(REQUIRED ACTIONS):
[1] Duplicate the passage of the Apocrypha post from "Apocrypha Continued" to "say about it.".
[2] Edit the records from the line with "the blue t-shirt" to the end of the records, replacing "sandal" with "sneaker" and leaving everything else unchanged, and return only those lines.

(PROVIDED TEXT):
----
Apocrypha Continued

Well, I'm plugging along and will hopefully finish reading the Apocrypha today. I'm taking this brief opportunity to catch up on my notes. This post will most certainly be shorter than my last one.

The Letter of Jeremiah: Just 73 verses intended as a letter written by Jeremiah to those about to be exiled from Jerusalem to Babylon. The section in the letter about the idols of the heathen is very much in line with the humor in the book of Jeremiah.

Azariah and the Song of the Three Jews: This appears (according to my ever-handy footnotes) to be a hymn to God later attributed to Shadrach, Meshach, and Abednego in the fiery furnace. This one was really short, so I don't have much to say about it.
----
(MATERIAL):
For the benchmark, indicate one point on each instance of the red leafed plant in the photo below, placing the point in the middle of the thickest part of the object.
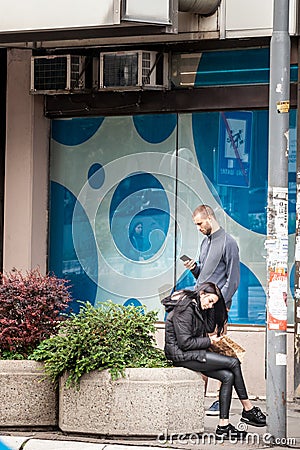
(30, 309)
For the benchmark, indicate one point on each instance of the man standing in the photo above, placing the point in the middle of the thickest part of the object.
(219, 261)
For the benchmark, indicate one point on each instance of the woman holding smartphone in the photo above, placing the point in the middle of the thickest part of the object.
(191, 316)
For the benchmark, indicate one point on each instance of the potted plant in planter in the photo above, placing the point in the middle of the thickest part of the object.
(30, 309)
(113, 380)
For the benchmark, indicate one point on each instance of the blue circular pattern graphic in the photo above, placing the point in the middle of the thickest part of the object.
(96, 176)
(75, 131)
(155, 128)
(139, 216)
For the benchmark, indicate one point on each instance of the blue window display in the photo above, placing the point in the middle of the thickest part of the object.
(140, 206)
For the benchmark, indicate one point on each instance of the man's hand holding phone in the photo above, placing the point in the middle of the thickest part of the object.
(188, 262)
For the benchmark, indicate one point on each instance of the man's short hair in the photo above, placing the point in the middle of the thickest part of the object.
(205, 210)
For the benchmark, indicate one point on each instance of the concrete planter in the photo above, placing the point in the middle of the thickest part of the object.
(147, 402)
(27, 399)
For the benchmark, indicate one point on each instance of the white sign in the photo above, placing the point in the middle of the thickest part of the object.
(34, 15)
(154, 11)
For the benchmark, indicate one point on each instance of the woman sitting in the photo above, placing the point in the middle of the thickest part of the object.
(191, 316)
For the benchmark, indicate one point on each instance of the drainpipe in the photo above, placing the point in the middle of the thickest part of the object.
(204, 7)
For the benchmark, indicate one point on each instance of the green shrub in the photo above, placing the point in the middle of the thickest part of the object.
(109, 337)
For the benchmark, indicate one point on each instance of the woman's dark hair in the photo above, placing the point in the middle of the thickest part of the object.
(221, 314)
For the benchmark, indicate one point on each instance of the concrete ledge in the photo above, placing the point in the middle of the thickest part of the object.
(38, 444)
(147, 402)
(27, 399)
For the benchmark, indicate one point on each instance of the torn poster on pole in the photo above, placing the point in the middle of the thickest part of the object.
(277, 247)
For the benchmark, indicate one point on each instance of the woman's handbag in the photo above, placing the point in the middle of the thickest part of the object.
(228, 347)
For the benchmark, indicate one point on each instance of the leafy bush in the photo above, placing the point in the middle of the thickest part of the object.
(30, 309)
(109, 337)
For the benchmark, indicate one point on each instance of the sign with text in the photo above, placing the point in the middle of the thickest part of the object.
(156, 11)
(35, 15)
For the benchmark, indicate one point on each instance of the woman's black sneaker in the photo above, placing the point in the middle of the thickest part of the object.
(254, 417)
(230, 432)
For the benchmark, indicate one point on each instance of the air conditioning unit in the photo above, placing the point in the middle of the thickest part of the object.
(133, 70)
(57, 74)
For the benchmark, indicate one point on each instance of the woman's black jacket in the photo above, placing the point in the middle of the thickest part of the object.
(186, 328)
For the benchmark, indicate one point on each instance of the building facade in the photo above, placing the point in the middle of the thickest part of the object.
(167, 109)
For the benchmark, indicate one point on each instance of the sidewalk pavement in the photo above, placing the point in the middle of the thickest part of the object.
(258, 438)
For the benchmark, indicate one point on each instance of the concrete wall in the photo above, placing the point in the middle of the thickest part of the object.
(26, 170)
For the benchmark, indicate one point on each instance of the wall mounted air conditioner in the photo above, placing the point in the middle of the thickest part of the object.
(57, 74)
(133, 69)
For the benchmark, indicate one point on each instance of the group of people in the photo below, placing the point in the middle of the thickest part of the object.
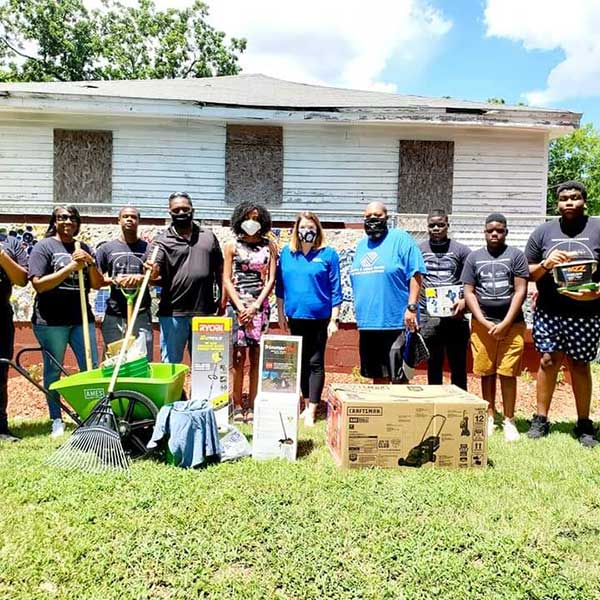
(390, 274)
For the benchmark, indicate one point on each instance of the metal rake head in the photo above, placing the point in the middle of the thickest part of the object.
(95, 446)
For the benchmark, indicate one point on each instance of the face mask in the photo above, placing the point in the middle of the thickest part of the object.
(307, 235)
(376, 227)
(250, 227)
(182, 219)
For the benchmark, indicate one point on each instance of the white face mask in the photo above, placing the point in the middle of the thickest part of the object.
(250, 226)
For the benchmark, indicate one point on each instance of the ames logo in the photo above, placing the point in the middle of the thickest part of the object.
(211, 328)
(93, 393)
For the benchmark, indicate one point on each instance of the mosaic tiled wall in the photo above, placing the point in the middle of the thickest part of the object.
(344, 241)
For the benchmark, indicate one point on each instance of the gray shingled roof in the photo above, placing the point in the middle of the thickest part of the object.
(255, 91)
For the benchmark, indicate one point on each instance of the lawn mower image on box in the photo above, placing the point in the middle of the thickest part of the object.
(425, 450)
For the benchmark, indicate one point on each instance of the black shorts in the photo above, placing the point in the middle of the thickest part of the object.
(374, 347)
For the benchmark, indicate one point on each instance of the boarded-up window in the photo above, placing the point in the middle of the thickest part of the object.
(254, 164)
(82, 166)
(426, 170)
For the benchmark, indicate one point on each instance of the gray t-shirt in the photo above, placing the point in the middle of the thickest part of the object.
(493, 278)
(582, 237)
(444, 264)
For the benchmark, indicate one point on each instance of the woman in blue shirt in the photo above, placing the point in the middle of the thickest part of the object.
(309, 294)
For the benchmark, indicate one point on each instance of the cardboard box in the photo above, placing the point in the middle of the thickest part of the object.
(277, 404)
(419, 426)
(211, 358)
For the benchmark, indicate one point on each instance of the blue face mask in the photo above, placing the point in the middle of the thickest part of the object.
(307, 235)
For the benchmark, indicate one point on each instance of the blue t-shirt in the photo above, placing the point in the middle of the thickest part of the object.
(380, 276)
(309, 284)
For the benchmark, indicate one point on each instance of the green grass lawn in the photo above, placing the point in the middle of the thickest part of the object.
(527, 527)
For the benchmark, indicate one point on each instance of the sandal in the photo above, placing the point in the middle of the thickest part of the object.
(238, 415)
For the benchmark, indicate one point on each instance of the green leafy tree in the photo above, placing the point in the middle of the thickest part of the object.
(575, 157)
(47, 40)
----
(RESPONSES FOR EACH TASK):
[1]
Apocrypha Continued

Well, I'm plugging along and will hopefully finish reading the Apocrypha today. I'm taking this brief opportunity to catch up on my notes. This post will most certainly be shorter than my last one.

The Letter of Jeremiah: Just 73 verses intended as a letter written by Jeremiah to those about to be exiled from Jerusalem to Babylon. The section in the letter about the idols of the heathen is very much in line with the humor in the book of Jeremiah.

Azariah and the Song of the Three Jews: This appears (according to my ever-handy footnotes) to be a hymn to God later attributed to Shadrach, Meshach, and Abednego in the fiery furnace. This one was really short, so I don't have much to say about it.

[2]
For the benchmark, indicate one point on each instance of the blue t-shirt in the photo above, placing the point in the middle of the thickest part of the object.
(380, 276)
(309, 284)
For the benchmark, indicate one point on each instance of the green grass lawn in the photo above, placing the point in the middle of the thickest part of the object.
(527, 527)
For the benchmark, indicate one point on each instance of the sneaker in the photo above, placing the point in the middle of the thickest part of the object.
(238, 415)
For the benchmark, indicate one point on each instance of the green leafy tree in the photo above, placing the point in the middle of the thickest part of the object.
(575, 157)
(47, 40)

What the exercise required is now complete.